## Brief
Format everything from the start of the records down through the line containing "xmin=399 ymin=98 xmax=476 ymax=212" as a Markdown table with the columns Row and Line, one numbered row per line, omitting blank lines. Leave the pictures out, and include no lines past that point.

>> START The input

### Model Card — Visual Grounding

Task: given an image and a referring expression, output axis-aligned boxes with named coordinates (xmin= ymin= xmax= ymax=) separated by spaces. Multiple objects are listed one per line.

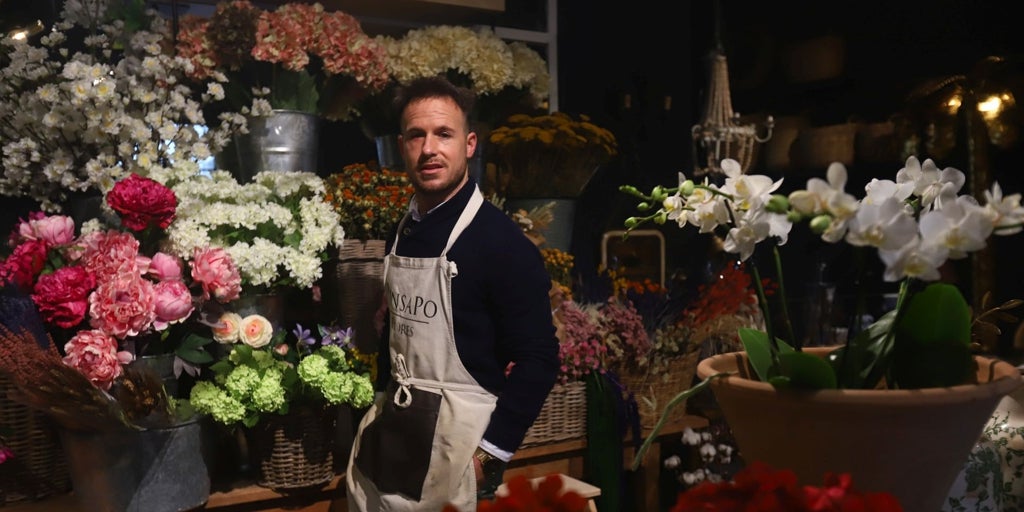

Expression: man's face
xmin=399 ymin=98 xmax=476 ymax=212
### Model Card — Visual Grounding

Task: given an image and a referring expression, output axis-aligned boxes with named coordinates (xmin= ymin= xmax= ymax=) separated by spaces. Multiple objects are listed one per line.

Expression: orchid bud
xmin=765 ymin=194 xmax=790 ymax=213
xmin=810 ymin=215 xmax=831 ymax=234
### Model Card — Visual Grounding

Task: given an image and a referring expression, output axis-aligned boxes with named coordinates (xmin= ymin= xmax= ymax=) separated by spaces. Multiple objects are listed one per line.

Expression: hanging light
xmin=691 ymin=2 xmax=775 ymax=176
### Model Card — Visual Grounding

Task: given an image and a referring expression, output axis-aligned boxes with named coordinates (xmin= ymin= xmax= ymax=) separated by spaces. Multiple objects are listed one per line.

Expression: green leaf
xmin=772 ymin=351 xmax=836 ymax=389
xmin=738 ymin=328 xmax=796 ymax=382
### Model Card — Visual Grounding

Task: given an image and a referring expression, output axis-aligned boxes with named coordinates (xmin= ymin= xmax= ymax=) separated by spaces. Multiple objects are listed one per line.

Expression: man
xmin=346 ymin=78 xmax=558 ymax=512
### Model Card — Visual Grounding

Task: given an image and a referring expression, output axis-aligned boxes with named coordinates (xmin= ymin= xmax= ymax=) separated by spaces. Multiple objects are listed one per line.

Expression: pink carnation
xmin=191 ymin=247 xmax=242 ymax=303
xmin=0 ymin=240 xmax=46 ymax=291
xmin=63 ymin=330 xmax=132 ymax=389
xmin=89 ymin=273 xmax=157 ymax=339
xmin=32 ymin=266 xmax=96 ymax=329
xmin=106 ymin=173 xmax=178 ymax=231
xmin=153 ymin=281 xmax=195 ymax=331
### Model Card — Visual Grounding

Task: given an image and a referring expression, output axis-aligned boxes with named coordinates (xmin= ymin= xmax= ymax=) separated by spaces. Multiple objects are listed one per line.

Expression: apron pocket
xmin=355 ymin=387 xmax=441 ymax=501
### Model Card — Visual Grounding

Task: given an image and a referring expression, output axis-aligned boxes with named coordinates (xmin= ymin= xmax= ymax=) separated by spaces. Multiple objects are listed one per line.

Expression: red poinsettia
xmin=672 ymin=462 xmax=903 ymax=512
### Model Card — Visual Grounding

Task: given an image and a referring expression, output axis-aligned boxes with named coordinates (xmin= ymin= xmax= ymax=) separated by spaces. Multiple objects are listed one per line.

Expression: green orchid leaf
xmin=896 ymin=283 xmax=971 ymax=346
xmin=737 ymin=327 xmax=797 ymax=382
xmin=772 ymin=351 xmax=837 ymax=389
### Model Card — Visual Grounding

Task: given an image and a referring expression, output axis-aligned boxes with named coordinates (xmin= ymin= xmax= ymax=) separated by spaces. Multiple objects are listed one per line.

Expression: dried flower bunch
xmin=188 ymin=312 xmax=374 ymax=427
xmin=0 ymin=174 xmax=242 ymax=390
xmin=0 ymin=0 xmax=246 ymax=212
xmin=177 ymin=0 xmax=388 ymax=120
xmin=324 ymin=160 xmax=413 ymax=240
xmin=167 ymin=171 xmax=345 ymax=293
xmin=488 ymin=112 xmax=618 ymax=198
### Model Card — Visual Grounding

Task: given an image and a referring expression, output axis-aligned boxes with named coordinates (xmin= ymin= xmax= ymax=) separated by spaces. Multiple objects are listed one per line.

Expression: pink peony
xmin=239 ymin=314 xmax=273 ymax=348
xmin=63 ymin=330 xmax=132 ymax=389
xmin=32 ymin=266 xmax=96 ymax=329
xmin=191 ymin=247 xmax=242 ymax=303
xmin=89 ymin=273 xmax=157 ymax=339
xmin=29 ymin=215 xmax=75 ymax=247
xmin=148 ymin=253 xmax=181 ymax=281
xmin=106 ymin=173 xmax=178 ymax=231
xmin=82 ymin=229 xmax=139 ymax=283
xmin=0 ymin=240 xmax=46 ymax=291
xmin=153 ymin=281 xmax=195 ymax=331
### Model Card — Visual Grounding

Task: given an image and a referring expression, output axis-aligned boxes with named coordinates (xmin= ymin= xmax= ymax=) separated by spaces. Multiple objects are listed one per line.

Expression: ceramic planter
xmin=697 ymin=348 xmax=1022 ymax=511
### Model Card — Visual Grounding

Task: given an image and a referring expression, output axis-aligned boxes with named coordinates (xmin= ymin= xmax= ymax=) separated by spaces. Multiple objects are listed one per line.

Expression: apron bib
xmin=346 ymin=188 xmax=498 ymax=512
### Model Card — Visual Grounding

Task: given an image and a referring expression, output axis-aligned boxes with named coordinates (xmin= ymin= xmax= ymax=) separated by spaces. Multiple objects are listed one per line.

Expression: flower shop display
xmin=189 ymin=312 xmax=375 ymax=488
xmin=359 ymin=25 xmax=551 ymax=138
xmin=177 ymin=0 xmax=388 ymax=121
xmin=487 ymin=112 xmax=618 ymax=199
xmin=671 ymin=462 xmax=915 ymax=512
xmin=623 ymin=157 xmax=1024 ymax=510
xmin=166 ymin=171 xmax=345 ymax=295
xmin=0 ymin=1 xmax=245 ymax=212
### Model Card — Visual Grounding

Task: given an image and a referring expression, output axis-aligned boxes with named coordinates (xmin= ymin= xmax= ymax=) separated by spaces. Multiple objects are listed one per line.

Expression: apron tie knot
xmin=392 ymin=354 xmax=413 ymax=409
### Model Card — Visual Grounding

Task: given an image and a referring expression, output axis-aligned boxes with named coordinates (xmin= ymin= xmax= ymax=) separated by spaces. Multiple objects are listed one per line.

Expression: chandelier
xmin=691 ymin=44 xmax=775 ymax=176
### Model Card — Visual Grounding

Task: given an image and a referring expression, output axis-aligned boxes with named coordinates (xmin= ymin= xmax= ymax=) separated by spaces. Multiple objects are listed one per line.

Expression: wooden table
xmin=3 ymin=416 xmax=708 ymax=512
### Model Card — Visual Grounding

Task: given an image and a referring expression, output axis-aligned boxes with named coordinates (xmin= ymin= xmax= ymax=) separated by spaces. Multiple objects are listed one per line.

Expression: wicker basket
xmin=322 ymin=240 xmax=384 ymax=352
xmin=0 ymin=375 xmax=71 ymax=506
xmin=618 ymin=347 xmax=700 ymax=430
xmin=250 ymin=407 xmax=338 ymax=488
xmin=520 ymin=382 xmax=587 ymax=447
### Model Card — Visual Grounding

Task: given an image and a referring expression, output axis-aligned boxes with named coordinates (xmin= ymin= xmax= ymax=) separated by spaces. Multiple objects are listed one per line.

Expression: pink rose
xmin=191 ymin=247 xmax=242 ymax=303
xmin=239 ymin=314 xmax=273 ymax=348
xmin=148 ymin=253 xmax=181 ymax=281
xmin=63 ymin=330 xmax=132 ymax=389
xmin=89 ymin=273 xmax=157 ymax=339
xmin=213 ymin=311 xmax=242 ymax=345
xmin=106 ymin=173 xmax=178 ymax=231
xmin=0 ymin=240 xmax=46 ymax=291
xmin=32 ymin=266 xmax=96 ymax=329
xmin=153 ymin=281 xmax=195 ymax=331
xmin=29 ymin=215 xmax=75 ymax=247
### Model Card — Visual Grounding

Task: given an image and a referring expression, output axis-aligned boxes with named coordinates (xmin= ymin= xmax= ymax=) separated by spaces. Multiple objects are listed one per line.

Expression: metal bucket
xmin=231 ymin=111 xmax=319 ymax=183
xmin=60 ymin=420 xmax=210 ymax=512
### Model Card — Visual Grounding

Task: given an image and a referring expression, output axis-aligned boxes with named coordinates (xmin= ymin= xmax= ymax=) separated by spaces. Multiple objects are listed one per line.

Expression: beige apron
xmin=346 ymin=188 xmax=498 ymax=512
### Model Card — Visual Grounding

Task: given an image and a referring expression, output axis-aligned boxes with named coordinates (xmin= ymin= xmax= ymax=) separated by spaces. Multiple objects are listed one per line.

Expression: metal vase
xmin=230 ymin=110 xmax=321 ymax=183
xmin=60 ymin=421 xmax=210 ymax=512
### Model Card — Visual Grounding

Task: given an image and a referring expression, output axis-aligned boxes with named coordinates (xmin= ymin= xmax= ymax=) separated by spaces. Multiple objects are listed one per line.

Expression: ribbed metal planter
xmin=231 ymin=110 xmax=321 ymax=183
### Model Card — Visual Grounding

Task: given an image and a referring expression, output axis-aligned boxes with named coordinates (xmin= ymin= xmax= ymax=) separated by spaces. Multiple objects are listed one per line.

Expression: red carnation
xmin=106 ymin=173 xmax=178 ymax=231
xmin=32 ymin=266 xmax=96 ymax=329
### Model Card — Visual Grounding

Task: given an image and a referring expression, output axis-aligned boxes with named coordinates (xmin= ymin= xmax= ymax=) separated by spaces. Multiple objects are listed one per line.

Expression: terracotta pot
xmin=697 ymin=347 xmax=1022 ymax=511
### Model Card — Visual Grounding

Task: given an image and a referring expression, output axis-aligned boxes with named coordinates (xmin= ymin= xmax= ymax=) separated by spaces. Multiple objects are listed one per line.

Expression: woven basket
xmin=520 ymin=382 xmax=587 ymax=447
xmin=618 ymin=347 xmax=700 ymax=430
xmin=324 ymin=240 xmax=384 ymax=352
xmin=0 ymin=375 xmax=71 ymax=506
xmin=250 ymin=408 xmax=338 ymax=488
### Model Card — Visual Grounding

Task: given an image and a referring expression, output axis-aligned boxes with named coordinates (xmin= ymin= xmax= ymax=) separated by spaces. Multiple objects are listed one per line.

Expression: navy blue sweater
xmin=380 ymin=180 xmax=559 ymax=452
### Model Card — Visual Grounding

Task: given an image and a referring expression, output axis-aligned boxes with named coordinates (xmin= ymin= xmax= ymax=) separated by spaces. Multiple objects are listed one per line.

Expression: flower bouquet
xmin=324 ymin=160 xmax=413 ymax=241
xmin=177 ymin=0 xmax=388 ymax=121
xmin=622 ymin=157 xmax=1024 ymax=510
xmin=0 ymin=1 xmax=245 ymax=212
xmin=359 ymin=25 xmax=551 ymax=136
xmin=488 ymin=112 xmax=618 ymax=199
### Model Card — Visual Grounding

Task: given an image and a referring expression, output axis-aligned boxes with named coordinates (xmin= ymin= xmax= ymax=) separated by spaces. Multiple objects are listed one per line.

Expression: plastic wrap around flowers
xmin=189 ymin=312 xmax=374 ymax=427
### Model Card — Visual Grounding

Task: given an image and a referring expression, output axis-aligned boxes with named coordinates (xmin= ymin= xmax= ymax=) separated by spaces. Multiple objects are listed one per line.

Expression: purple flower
xmin=319 ymin=326 xmax=354 ymax=348
xmin=292 ymin=324 xmax=316 ymax=347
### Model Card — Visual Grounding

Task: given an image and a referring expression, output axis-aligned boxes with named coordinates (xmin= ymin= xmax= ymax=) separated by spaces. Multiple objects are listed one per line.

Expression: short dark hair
xmin=392 ymin=76 xmax=476 ymax=127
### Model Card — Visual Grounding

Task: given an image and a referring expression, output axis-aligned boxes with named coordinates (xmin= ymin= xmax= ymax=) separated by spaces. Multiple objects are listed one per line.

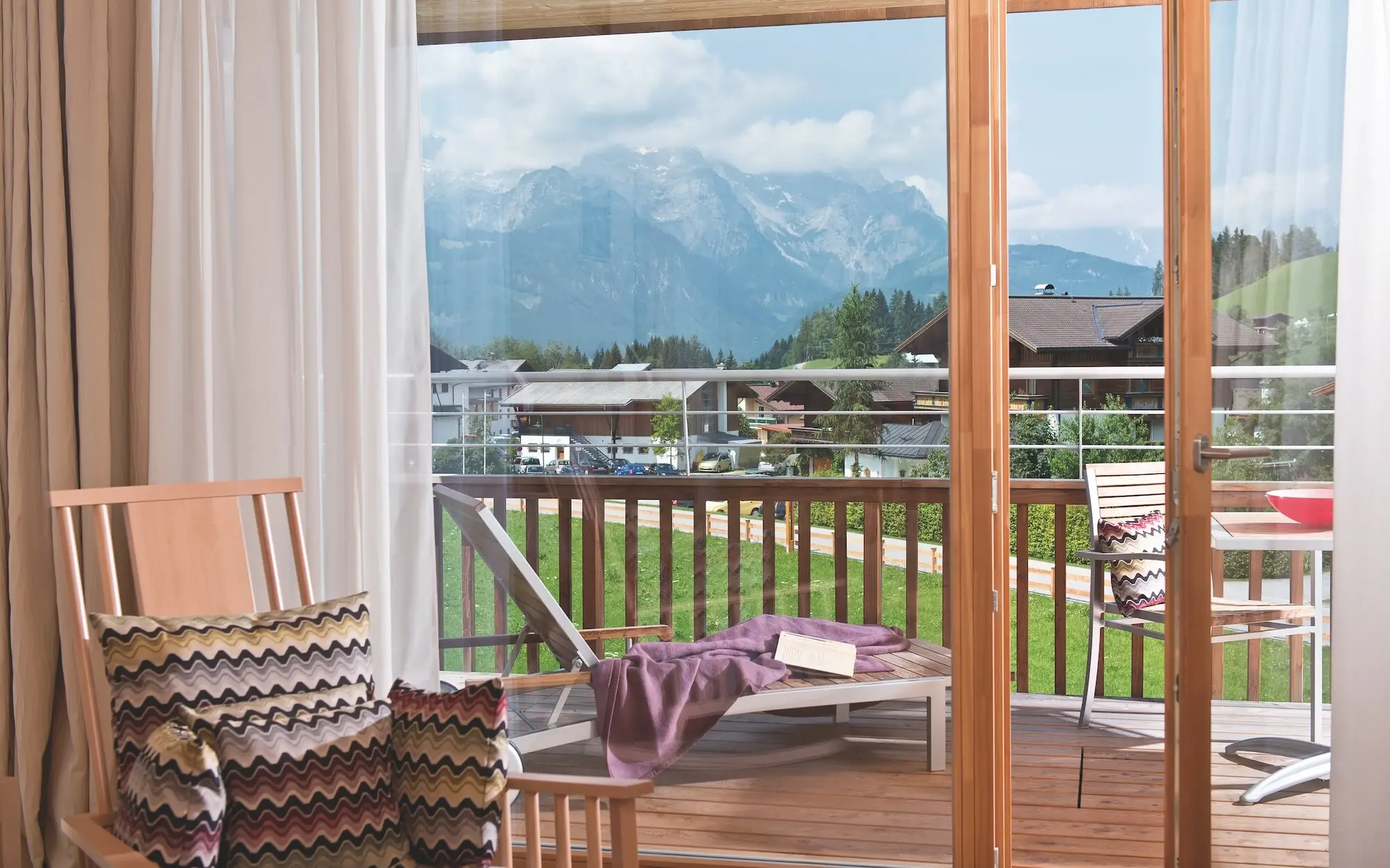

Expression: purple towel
xmin=594 ymin=615 xmax=908 ymax=778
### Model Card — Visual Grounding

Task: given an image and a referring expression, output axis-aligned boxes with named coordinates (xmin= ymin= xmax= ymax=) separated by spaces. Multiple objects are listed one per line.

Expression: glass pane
xmin=420 ymin=18 xmax=952 ymax=865
xmin=1008 ymin=6 xmax=1165 ymax=865
xmin=1211 ymin=0 xmax=1347 ymax=864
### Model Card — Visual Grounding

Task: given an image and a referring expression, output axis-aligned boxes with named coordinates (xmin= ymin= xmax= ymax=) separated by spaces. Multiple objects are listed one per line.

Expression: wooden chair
xmin=49 ymin=479 xmax=652 ymax=868
xmin=1077 ymin=462 xmax=1320 ymax=726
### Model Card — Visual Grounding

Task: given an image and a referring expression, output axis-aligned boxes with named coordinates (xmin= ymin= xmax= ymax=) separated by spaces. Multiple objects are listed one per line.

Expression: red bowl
xmin=1265 ymin=489 xmax=1332 ymax=527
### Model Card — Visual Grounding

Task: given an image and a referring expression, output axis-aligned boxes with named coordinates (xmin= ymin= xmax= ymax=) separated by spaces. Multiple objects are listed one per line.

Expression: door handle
xmin=1193 ymin=434 xmax=1270 ymax=473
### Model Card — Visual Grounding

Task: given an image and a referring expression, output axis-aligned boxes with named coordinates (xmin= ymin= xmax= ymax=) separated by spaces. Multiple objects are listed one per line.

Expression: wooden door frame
xmin=1163 ymin=0 xmax=1212 ymax=868
xmin=947 ymin=0 xmax=1012 ymax=868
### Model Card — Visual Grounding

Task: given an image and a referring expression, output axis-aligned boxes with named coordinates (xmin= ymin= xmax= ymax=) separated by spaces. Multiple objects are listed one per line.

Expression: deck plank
xmin=489 ymin=650 xmax=1329 ymax=868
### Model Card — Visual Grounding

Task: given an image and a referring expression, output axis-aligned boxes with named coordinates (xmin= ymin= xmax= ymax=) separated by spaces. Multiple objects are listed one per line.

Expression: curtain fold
xmin=1329 ymin=0 xmax=1390 ymax=865
xmin=149 ymin=0 xmax=438 ymax=685
xmin=0 ymin=0 xmax=150 ymax=868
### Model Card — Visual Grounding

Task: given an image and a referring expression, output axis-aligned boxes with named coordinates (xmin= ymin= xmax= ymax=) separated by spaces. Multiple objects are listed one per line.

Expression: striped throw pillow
xmin=89 ymin=594 xmax=371 ymax=782
xmin=111 ymin=721 xmax=227 ymax=868
xmin=213 ymin=700 xmax=414 ymax=868
xmin=177 ymin=683 xmax=371 ymax=739
xmin=391 ymin=679 xmax=507 ymax=865
xmin=1095 ymin=511 xmax=1166 ymax=616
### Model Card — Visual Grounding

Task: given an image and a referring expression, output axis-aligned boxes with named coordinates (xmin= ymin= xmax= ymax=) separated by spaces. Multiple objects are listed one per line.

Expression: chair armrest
xmin=1072 ymin=550 xmax=1168 ymax=561
xmin=507 ymin=772 xmax=653 ymax=799
xmin=502 ymin=672 xmax=589 ymax=693
xmin=63 ymin=814 xmax=156 ymax=868
xmin=580 ymin=625 xmax=676 ymax=641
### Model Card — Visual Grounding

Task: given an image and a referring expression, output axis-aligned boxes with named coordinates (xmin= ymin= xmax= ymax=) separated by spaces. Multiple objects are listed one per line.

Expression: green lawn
xmin=442 ymin=512 xmax=1332 ymax=701
xmin=1215 ymin=253 xmax=1337 ymax=318
xmin=784 ymin=353 xmax=888 ymax=370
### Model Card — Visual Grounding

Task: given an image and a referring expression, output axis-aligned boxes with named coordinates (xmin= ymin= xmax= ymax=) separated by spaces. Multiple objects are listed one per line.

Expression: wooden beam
xmin=947 ymin=0 xmax=1012 ymax=868
xmin=1163 ymin=0 xmax=1212 ymax=868
xmin=416 ymin=0 xmax=1207 ymax=44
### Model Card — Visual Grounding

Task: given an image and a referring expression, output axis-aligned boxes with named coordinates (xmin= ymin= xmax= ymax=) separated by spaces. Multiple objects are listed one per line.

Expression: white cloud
xmin=420 ymin=33 xmax=945 ymax=183
xmin=1009 ymin=172 xmax=1163 ymax=229
xmin=1212 ymin=165 xmax=1340 ymax=229
xmin=902 ymin=175 xmax=948 ymax=217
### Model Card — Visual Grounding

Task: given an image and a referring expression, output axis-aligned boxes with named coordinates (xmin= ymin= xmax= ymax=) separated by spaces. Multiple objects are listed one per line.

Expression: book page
xmin=776 ymin=632 xmax=856 ymax=676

>> END The input

## Solution for this exercise
| Row | Line |
|---|---|
| 1 | ### Model Card — Visual Grounding |
| 2 | Task: given an image and a referring expression, output axis-aligned boxes with named coordinates (xmin= ymin= xmax= ymax=) separated by spaces. Multiple objects are listed one per line. |
| 3 | Expression: man's face |
| 4 | xmin=399 ymin=98 xmax=476 ymax=212 |